== TEXT EXCERPT ==
──────
This article relates to Ghantboy.


A depiction of Ghantboy

Ghantboy (Ghantish: Ghantimutiko) is a comedic cartoon character and the "unofficial" national personification of Ghant. He was created by Doran Ezkibel at the University of Ghish in 1959. Ghantboy is often depicted as a pale skinned male with black hair, wearing a black and white jumpsuit. Ghantboy has become one of the most recognizable cartoon characters in the world. Characterized as a mischievous antihero, and the symbol of the counterculture of Ghantish youth at the time, Ghantboy was used in newspapers and comedic publications. Since then, Ghantboy has grown widely popular, becoming an icon of Ghantish society, and a symbol of Ghant abroad. Ghantboy is featured in paintings, drawings and pictures throughout the world, and has become a popular internet meme. In the past and present, Ghantboy remains the most widely recognizable character associated with Ghant, such as the Adventures of Ghantboy. He was featured in the book Ghantboy Politics by Nymun Izarbegiratzeak, now Prime Minister of Ghant.
──────
== PROVIDED RECORDS ==
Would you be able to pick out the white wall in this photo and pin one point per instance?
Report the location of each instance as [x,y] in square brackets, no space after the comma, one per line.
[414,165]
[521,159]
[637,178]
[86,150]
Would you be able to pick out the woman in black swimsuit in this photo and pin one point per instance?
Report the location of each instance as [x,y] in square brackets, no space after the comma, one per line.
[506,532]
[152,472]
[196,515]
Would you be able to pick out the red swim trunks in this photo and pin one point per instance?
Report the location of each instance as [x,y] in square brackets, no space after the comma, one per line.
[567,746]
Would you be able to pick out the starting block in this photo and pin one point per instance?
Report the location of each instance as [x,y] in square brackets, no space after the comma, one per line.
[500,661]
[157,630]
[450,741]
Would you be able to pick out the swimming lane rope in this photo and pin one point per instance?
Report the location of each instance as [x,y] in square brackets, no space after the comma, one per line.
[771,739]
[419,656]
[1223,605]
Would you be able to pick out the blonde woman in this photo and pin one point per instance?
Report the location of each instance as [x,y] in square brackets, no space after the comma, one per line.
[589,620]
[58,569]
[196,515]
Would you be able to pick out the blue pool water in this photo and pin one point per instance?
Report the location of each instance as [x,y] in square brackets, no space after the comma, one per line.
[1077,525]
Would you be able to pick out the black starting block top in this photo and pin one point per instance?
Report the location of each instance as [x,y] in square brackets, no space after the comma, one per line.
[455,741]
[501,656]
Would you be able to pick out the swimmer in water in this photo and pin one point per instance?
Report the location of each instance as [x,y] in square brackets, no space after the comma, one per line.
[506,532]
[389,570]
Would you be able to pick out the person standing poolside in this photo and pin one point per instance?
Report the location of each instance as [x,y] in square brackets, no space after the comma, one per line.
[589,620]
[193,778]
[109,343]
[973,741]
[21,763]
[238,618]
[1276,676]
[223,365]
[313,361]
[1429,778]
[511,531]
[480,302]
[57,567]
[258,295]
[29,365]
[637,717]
──────
== REQUIREMENTS ==
a) From the Ghantboy article, put this sentence into Spanish: "Ghantboy has become one of the most recognizable cartoon characters in the world."
b) Resume the article on the cartoon character Ghantboy, writing on from its final sentence.

== ANSWER LIST ==
a) Ghantboy se ha convertido en uno de los personajes de dibujos animados más reconocibles del mundo.

b)
Doran Ezkibel has insisted that Ghantboy was originally based on what a sterotypical Ghantar is said to look like, and is not based on anyone in particular.



The origin of Ghantboy lies in the mind of Doran Ezkibel. An aspiring writer and comedian from the suburbs of Ghish, born in 1940, he was struggling in his first few semesters at the University of Ghish. A political science student, he wanted to find ways to blend politics with satire.

When I was studying at the University, Ghant was in a strange period of time. It was the first time that a whole generation of people were entering University and the workforce, but we were very different from our parent’s generation. We were born after the Revolution. We had never known war, suffering, or chaos. All we knew about was Malderi Haribec, our ‘reluctant isolationism’, and our very lax laws, or lack thereof, on pretty much everything. But we were also happy go lucky, we liked to have fun, and we were rather hedonistic. We were on the verge of becoming a lost generation, without something to define us.

In 1959, at the age of 19, he began to go back to drawing cartoons, one of his childhood hobbies. It was during this time that he began to conceptualize a character, that could embody his thoughts, feelings and frustrations.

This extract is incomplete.